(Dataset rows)
= = = = = = =

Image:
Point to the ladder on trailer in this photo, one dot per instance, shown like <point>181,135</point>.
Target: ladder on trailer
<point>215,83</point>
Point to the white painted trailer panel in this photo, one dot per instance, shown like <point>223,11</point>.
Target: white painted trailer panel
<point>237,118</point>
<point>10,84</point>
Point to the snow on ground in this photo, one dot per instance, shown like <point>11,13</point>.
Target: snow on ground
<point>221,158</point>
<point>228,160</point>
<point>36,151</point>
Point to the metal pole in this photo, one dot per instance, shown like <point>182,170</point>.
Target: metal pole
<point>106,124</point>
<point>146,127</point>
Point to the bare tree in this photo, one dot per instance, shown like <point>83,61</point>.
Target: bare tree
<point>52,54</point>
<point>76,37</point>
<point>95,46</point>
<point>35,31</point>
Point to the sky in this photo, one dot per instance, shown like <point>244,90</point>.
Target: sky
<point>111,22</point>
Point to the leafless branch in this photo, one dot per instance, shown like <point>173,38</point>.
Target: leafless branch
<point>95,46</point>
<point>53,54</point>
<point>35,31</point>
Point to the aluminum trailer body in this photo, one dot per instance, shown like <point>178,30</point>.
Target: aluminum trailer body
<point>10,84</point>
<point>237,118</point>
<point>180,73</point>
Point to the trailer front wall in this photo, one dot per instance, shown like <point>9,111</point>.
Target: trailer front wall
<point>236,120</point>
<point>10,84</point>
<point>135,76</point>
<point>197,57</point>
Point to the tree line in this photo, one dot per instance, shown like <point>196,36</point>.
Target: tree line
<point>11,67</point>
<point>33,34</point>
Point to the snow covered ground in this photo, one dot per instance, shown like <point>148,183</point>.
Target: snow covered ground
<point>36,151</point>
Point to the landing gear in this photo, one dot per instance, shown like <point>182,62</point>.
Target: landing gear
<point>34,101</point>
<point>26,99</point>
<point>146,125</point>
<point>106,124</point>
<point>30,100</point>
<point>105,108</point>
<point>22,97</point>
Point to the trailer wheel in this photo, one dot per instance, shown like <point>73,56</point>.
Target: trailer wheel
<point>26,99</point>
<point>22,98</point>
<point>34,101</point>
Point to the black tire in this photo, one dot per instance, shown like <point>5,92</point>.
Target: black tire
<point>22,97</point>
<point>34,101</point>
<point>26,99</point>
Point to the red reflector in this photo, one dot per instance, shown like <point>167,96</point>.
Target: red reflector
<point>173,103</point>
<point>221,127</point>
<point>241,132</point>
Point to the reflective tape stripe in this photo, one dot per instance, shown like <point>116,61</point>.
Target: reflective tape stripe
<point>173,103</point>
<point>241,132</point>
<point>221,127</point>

= = = = = = =

▸ Given task: Retype exactly the lines from the one containing "Point to the aluminum" through the last line of the records above, including both.

▸ Output below:
Point to the aluminum trailer body in this photo, one dot per instance, shown like <point>178,30</point>.
Target: aluminum trailer body
<point>10,84</point>
<point>237,118</point>
<point>180,73</point>
Point to the trailer front wall in this photo, one dot per instance, shown like <point>9,111</point>.
Target: trailer front wall
<point>236,120</point>
<point>10,84</point>
<point>135,76</point>
<point>197,57</point>
Point to the tree line in this photo, one dot per instance, shown like <point>196,36</point>.
Target: tree line
<point>11,67</point>
<point>33,34</point>
Point to the snow covered ground in this photo, one dot per instance, shown like <point>148,183</point>.
Target: snow covered ground
<point>36,151</point>
Point to the landing gear in this photo, one dot per instance, shown like <point>182,62</point>.
Target: landing gear
<point>34,101</point>
<point>26,99</point>
<point>146,125</point>
<point>106,124</point>
<point>30,100</point>
<point>105,108</point>
<point>22,97</point>
Point to the trailer wheel in this photo, one dot per instance, shown like <point>73,56</point>.
Target: trailer wheel
<point>26,99</point>
<point>22,98</point>
<point>34,101</point>
Point to the black tire in this photo, one dot per instance, shown like <point>5,92</point>.
Target: black tire
<point>22,97</point>
<point>34,101</point>
<point>26,99</point>
Point to the red reflector in this photo, one dot per instance, shown like <point>167,96</point>.
Target: red reflector
<point>173,103</point>
<point>221,127</point>
<point>241,132</point>
Point to the reflective tape stripe in this photo, one dot per instance, shown like <point>116,61</point>.
Target: reflective tape stripe
<point>173,103</point>
<point>241,132</point>
<point>221,127</point>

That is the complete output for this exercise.